| Aim of the task |
Reproduce verbatim every line from the one that includes "Objective — for every instance of the colored" to the closing line of the entries; omit everything before it.

| Data for this exercise |
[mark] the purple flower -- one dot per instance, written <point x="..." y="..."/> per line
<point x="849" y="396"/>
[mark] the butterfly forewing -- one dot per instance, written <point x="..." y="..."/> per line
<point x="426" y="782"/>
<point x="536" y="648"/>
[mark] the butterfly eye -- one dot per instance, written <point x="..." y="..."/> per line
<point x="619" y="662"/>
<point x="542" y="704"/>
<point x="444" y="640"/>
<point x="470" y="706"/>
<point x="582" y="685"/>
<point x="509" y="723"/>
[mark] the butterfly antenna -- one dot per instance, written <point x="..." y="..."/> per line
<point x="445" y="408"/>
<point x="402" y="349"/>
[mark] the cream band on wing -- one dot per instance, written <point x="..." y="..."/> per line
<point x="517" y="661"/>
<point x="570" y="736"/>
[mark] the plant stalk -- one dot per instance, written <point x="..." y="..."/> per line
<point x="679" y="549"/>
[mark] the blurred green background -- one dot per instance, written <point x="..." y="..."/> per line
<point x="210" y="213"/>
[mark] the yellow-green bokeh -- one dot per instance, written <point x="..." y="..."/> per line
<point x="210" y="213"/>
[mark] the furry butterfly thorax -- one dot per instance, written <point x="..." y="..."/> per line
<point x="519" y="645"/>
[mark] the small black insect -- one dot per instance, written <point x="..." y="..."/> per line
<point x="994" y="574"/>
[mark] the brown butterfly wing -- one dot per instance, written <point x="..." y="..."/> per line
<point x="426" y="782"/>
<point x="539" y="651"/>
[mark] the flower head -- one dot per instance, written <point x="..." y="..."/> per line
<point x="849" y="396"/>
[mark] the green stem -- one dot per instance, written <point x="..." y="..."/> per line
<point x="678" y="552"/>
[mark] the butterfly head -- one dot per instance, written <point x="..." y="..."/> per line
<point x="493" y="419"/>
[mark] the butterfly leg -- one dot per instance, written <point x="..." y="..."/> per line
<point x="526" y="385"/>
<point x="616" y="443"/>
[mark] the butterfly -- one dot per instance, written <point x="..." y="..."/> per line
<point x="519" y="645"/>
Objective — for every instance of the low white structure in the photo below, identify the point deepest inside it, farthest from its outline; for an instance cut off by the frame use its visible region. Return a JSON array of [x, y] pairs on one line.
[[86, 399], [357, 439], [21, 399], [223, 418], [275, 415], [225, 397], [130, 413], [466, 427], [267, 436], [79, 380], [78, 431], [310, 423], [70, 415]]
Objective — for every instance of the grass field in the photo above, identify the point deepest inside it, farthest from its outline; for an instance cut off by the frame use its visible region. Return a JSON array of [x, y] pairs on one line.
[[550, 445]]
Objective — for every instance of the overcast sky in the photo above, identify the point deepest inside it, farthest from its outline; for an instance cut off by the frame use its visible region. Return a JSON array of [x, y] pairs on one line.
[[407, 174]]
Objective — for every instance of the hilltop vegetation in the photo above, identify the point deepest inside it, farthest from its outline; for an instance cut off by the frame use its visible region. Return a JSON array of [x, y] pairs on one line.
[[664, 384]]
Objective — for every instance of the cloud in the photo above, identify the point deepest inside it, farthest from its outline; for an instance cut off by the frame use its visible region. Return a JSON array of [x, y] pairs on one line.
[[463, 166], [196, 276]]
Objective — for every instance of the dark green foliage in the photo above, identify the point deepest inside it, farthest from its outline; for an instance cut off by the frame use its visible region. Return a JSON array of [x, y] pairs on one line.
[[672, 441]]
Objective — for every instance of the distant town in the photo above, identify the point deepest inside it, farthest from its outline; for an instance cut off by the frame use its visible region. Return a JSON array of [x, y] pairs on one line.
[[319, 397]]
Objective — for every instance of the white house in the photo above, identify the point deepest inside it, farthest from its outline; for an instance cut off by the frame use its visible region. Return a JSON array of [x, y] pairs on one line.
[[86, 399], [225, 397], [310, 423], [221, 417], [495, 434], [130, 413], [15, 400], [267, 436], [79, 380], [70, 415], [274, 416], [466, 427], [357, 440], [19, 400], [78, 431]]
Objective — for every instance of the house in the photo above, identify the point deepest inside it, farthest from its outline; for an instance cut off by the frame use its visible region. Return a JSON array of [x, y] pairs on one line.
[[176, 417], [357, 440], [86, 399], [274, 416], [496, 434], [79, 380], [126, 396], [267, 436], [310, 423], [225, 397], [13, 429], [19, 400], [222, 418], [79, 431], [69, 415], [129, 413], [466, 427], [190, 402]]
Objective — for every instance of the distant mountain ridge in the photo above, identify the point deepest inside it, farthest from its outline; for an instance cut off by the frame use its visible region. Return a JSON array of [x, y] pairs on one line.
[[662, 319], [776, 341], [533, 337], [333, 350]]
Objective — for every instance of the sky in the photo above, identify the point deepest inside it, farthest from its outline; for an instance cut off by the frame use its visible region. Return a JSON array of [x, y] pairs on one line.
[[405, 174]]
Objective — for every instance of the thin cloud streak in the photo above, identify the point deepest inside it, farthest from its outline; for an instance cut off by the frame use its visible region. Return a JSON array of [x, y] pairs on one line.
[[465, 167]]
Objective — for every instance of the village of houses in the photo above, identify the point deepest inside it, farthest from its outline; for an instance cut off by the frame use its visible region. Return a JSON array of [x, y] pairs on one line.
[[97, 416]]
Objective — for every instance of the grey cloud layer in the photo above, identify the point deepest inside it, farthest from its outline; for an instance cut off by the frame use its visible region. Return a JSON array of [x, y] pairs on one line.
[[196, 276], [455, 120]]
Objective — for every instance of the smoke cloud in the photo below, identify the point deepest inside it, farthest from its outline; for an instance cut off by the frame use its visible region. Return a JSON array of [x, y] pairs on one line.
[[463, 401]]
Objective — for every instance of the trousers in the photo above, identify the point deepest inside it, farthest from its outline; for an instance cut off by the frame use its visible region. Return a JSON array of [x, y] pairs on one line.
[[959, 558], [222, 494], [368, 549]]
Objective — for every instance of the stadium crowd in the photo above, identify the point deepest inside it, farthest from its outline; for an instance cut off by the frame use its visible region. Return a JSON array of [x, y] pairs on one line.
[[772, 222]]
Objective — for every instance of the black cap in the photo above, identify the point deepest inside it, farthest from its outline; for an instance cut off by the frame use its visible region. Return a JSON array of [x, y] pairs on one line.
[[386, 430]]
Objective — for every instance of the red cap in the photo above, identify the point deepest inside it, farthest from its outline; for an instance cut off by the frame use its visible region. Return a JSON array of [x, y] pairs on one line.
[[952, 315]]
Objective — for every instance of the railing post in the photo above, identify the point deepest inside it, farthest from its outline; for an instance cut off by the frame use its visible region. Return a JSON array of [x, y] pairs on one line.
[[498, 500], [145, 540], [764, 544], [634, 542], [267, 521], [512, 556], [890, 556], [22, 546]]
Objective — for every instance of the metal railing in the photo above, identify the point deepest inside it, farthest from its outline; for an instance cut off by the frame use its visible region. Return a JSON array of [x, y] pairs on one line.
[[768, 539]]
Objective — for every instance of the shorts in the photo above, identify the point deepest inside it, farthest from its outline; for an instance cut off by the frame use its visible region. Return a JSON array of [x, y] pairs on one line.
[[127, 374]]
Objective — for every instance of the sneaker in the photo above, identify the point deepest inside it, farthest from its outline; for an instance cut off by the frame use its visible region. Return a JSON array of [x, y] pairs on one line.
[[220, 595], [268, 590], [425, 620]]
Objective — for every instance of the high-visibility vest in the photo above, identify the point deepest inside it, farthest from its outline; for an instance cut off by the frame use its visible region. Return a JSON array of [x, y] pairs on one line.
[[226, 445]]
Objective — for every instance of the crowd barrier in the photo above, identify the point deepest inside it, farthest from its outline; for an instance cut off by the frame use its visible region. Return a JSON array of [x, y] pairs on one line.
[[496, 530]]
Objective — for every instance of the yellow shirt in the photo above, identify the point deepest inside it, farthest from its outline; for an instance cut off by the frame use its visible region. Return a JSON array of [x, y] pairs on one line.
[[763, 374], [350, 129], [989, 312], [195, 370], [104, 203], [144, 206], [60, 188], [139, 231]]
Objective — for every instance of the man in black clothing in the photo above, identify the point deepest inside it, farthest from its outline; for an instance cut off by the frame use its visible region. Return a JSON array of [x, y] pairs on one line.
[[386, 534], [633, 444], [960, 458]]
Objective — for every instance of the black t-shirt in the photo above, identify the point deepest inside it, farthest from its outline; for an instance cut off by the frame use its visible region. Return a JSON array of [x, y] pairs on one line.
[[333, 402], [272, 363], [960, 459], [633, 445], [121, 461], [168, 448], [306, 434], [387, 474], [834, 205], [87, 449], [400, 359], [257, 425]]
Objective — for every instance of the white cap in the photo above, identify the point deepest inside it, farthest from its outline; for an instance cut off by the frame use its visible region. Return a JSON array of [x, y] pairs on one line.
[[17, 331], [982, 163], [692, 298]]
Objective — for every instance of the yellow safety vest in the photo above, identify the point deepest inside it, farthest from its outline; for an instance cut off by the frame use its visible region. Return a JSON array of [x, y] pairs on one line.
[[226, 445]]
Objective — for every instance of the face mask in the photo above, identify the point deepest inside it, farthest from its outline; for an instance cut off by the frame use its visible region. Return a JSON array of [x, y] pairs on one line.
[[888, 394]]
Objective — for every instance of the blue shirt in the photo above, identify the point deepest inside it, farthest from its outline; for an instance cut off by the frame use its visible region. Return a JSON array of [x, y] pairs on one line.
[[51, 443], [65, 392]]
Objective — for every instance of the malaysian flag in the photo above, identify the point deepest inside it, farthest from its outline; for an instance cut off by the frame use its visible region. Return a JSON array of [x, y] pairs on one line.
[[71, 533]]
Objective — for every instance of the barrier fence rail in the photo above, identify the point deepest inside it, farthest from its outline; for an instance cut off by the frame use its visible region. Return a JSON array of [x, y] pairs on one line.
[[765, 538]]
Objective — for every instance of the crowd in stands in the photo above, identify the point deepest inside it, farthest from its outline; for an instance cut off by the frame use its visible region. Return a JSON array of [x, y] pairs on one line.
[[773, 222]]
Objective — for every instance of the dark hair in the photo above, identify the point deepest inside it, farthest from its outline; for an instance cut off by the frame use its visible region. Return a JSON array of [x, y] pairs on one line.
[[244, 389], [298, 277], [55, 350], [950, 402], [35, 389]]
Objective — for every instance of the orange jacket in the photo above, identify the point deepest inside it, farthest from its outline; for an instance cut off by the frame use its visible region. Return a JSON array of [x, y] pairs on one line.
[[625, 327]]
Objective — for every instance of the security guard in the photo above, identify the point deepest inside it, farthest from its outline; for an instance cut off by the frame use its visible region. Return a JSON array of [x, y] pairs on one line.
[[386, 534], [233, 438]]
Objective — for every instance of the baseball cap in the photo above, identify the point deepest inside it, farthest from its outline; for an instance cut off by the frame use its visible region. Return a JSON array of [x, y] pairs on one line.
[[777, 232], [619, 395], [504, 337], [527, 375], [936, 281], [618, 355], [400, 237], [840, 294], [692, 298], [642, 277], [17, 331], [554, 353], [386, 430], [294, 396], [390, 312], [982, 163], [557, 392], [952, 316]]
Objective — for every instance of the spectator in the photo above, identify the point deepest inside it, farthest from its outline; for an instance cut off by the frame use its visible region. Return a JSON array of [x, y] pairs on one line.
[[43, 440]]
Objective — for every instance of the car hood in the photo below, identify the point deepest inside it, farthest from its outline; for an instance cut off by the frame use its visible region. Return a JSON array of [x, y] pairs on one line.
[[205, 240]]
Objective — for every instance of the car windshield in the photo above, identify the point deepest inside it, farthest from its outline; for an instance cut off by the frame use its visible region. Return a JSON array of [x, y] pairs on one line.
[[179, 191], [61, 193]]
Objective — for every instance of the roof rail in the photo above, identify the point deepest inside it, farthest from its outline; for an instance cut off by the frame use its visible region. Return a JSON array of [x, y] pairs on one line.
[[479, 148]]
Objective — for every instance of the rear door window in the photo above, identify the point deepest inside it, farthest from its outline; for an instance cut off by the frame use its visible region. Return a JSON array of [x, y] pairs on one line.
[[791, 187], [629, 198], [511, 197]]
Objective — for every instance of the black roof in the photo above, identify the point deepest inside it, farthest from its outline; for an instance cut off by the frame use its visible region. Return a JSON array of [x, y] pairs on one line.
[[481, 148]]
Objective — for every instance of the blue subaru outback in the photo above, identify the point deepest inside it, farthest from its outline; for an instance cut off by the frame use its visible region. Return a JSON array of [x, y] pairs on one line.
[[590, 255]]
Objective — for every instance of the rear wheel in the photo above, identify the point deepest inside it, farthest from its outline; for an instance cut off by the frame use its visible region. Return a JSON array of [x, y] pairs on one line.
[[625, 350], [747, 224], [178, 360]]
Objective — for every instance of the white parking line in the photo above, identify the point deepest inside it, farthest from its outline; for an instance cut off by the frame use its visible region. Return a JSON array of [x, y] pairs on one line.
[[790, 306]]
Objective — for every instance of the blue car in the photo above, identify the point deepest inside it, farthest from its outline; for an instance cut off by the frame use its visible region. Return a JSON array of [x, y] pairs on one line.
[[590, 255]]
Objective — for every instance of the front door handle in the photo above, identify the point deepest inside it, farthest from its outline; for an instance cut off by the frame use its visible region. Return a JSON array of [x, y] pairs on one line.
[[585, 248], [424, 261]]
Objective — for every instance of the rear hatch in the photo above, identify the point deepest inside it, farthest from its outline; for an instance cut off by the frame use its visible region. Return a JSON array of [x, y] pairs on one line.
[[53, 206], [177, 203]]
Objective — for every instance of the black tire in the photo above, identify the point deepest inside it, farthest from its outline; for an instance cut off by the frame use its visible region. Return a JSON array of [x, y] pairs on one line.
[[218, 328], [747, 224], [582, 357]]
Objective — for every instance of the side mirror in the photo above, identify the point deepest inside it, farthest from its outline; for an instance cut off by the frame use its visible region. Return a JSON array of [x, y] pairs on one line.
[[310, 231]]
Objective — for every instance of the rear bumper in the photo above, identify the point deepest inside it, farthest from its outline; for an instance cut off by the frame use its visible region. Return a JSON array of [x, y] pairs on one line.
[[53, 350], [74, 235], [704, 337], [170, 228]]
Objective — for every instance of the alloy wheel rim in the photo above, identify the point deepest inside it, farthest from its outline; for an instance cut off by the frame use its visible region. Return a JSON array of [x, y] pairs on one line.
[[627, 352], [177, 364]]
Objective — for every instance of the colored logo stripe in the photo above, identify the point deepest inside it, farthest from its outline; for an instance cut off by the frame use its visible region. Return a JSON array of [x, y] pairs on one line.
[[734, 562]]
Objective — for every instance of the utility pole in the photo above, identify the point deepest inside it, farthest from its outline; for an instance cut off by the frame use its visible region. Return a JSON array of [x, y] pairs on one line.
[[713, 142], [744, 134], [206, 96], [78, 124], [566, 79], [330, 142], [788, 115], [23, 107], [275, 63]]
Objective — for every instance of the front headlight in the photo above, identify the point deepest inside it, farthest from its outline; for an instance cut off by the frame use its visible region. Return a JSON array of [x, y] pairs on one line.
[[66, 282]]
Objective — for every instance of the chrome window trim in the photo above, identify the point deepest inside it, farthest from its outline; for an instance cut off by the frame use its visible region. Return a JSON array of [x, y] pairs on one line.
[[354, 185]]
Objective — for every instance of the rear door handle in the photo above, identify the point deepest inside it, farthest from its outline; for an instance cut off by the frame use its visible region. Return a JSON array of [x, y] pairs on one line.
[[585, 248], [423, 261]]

| Task result |
Objective — for every instance of the colored logo stripe in the photo above, identify the point deepest inside it, farthest from its outline; for an instance cut off by the frame use its visible region. Return a JSON array of [x, y] pairs on one line.
[[734, 562]]
Objective — for every instance of the utility pole in the photo above, identify the point deepest inside it, farthest from its outline; for an instance cut off by the frame use its visible region. Return a JSON array of [x, y] pairs on one line.
[[713, 142], [744, 134], [206, 96], [78, 124], [566, 79], [330, 142], [788, 115], [23, 107], [275, 63]]
Objective — for every instance of the front headlight in the photo above, identify the point deepest inside it, farthest from its outline; for an instance cut off by the frame use its visible region. Return a JSON array of [x, y] pairs on one line.
[[66, 282]]
Objective — for every instance of the chrome window trim in the photo above, identify the point deepest inside it, farthest from its outline; for an instance cut off by the frame use its visible region. Return a JSON array of [x, y] pairs on one line.
[[354, 185]]
Objective — for every instance of the rear door handle in the photo above, identify the point deepest inside it, farthest from its outline; for an instance cut off by the frame use its visible region. Return a JSON array of [x, y] pairs on one line.
[[585, 248], [423, 261]]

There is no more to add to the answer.